* [Описание задания] Извлеките из приведённых ниже записей каждую строку, содержащую слово «screen».

* [Исходные записи]
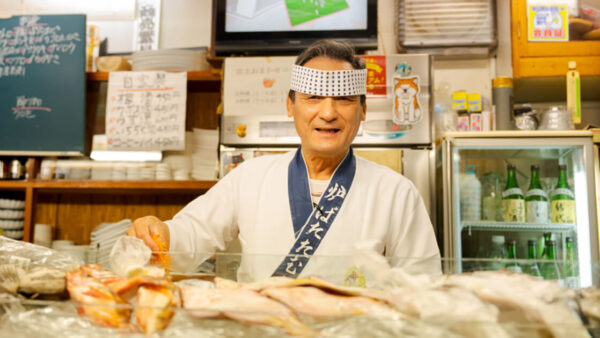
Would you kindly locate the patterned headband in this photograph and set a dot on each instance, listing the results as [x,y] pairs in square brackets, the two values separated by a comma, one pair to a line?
[329,82]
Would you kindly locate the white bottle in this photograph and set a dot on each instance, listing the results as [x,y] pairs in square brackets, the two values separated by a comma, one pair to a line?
[470,195]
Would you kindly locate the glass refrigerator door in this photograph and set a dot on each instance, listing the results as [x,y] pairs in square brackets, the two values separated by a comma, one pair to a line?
[480,219]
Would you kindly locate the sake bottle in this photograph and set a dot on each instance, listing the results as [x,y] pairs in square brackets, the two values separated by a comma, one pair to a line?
[512,257]
[563,201]
[570,269]
[550,270]
[531,268]
[536,200]
[513,203]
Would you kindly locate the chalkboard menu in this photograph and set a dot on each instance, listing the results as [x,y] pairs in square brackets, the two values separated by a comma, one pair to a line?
[42,84]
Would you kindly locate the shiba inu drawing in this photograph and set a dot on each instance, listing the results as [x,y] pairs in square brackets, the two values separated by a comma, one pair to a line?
[407,108]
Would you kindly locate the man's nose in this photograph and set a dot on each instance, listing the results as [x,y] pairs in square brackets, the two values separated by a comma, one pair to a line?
[327,109]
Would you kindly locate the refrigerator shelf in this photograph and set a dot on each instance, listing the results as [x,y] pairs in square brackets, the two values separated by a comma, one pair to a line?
[514,226]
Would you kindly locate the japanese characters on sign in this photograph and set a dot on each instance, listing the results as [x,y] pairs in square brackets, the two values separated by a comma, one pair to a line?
[547,23]
[147,25]
[146,110]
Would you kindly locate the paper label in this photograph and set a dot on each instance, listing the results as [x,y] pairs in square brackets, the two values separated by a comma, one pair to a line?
[513,210]
[536,192]
[512,191]
[563,211]
[537,211]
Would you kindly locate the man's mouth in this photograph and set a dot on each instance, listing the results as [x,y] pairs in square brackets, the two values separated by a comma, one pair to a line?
[328,130]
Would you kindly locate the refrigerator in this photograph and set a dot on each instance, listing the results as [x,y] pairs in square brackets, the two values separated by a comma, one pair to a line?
[254,121]
[488,154]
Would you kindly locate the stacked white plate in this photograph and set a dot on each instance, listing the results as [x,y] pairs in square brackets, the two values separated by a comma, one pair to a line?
[12,214]
[163,171]
[204,154]
[170,59]
[103,238]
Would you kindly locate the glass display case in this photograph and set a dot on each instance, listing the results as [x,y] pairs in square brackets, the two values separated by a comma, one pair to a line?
[492,209]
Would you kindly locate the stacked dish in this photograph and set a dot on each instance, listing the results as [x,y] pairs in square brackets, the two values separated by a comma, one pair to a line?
[204,154]
[103,238]
[170,59]
[12,214]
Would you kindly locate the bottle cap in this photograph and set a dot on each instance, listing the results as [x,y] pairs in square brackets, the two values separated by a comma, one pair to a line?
[498,239]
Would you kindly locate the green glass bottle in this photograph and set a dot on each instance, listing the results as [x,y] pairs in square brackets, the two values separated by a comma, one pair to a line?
[550,270]
[571,269]
[536,200]
[532,268]
[512,257]
[513,202]
[563,201]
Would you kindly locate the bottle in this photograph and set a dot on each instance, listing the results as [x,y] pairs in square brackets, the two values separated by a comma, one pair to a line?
[574,93]
[543,244]
[497,253]
[563,201]
[513,203]
[512,256]
[570,269]
[531,268]
[491,200]
[536,200]
[470,195]
[550,270]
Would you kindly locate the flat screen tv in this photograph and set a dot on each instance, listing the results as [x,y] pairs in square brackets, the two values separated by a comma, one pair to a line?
[284,27]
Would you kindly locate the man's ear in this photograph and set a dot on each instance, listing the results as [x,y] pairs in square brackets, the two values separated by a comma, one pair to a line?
[290,106]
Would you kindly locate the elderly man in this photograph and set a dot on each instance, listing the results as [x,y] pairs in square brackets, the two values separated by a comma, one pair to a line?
[304,212]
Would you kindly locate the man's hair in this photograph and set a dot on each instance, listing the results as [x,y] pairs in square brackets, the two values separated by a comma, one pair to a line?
[337,50]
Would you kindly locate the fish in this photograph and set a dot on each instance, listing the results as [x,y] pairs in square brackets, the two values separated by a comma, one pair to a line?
[155,306]
[315,304]
[96,300]
[246,306]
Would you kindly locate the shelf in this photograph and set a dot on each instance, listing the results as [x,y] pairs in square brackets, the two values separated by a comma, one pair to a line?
[513,226]
[109,186]
[199,76]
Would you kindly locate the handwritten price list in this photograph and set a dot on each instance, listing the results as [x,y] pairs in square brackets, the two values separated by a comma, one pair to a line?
[146,110]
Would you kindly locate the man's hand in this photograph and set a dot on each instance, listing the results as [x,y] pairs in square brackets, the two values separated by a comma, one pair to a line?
[144,226]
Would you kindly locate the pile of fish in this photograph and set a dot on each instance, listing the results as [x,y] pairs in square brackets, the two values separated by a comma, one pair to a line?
[479,304]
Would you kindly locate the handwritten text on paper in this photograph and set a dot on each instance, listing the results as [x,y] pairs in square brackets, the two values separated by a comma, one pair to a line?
[146,110]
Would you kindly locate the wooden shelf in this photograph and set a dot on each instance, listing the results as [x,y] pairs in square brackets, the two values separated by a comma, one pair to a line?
[200,76]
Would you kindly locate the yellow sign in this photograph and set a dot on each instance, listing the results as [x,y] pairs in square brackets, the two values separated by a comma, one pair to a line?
[547,23]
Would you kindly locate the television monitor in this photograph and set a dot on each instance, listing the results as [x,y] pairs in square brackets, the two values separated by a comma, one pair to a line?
[284,27]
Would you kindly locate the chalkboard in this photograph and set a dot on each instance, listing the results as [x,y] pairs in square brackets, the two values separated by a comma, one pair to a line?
[42,84]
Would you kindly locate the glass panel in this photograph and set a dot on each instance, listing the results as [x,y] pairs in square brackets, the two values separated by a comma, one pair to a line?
[492,212]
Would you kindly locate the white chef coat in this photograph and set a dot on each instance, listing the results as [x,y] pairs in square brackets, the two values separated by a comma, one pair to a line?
[382,209]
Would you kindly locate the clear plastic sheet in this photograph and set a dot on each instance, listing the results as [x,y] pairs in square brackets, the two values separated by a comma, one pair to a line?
[25,255]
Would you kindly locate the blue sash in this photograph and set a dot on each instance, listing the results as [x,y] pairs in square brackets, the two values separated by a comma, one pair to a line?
[311,224]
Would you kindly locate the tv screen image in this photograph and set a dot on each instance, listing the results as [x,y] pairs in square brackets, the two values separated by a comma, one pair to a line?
[284,27]
[289,15]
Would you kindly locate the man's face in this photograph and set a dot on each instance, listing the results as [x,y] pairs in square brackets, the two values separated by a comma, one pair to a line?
[326,124]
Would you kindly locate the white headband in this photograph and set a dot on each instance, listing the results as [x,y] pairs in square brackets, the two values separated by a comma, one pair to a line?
[329,82]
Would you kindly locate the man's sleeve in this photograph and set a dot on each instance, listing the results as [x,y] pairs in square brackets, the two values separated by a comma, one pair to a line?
[205,225]
[412,242]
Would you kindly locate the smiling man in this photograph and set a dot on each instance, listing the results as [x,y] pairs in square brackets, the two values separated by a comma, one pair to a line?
[305,212]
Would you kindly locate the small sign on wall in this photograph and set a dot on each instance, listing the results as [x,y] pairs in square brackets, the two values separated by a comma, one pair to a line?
[547,23]
[147,25]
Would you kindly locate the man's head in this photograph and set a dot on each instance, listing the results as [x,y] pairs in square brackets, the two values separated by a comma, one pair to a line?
[328,102]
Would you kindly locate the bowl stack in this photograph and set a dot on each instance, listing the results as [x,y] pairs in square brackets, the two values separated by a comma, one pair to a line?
[12,215]
[170,59]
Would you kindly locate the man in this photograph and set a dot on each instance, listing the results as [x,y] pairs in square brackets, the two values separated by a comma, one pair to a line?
[319,200]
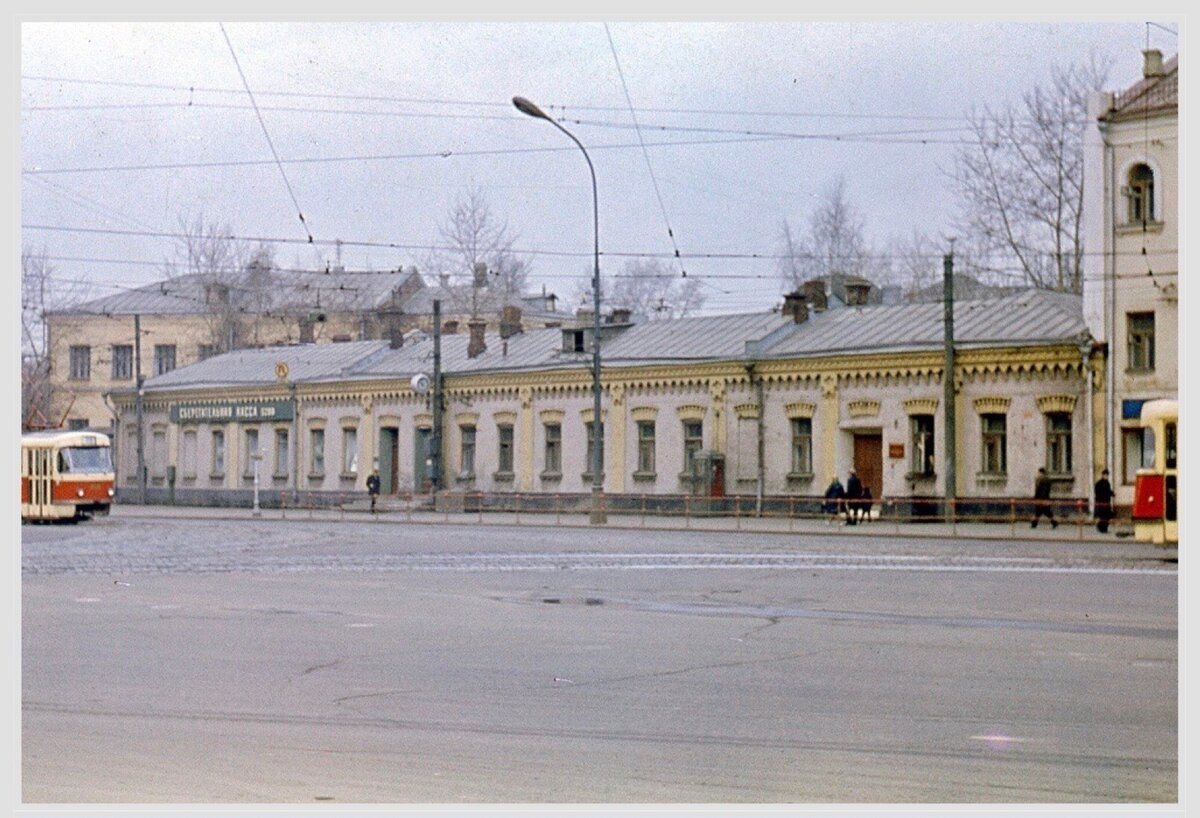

* [Результат выполнения]
Would you kindly locate the flat screen tv in this photograph and set a dot on each instance, listing the results as [x,y] pairs in square brackets, the two values separated by a comma, one pair to a line?
Would you kindly locate the tv screen image in this photograph and set a dot on each instance, listing the results as [x,y] pairs in square brackets, the two values separated by a comma, one pair to a line?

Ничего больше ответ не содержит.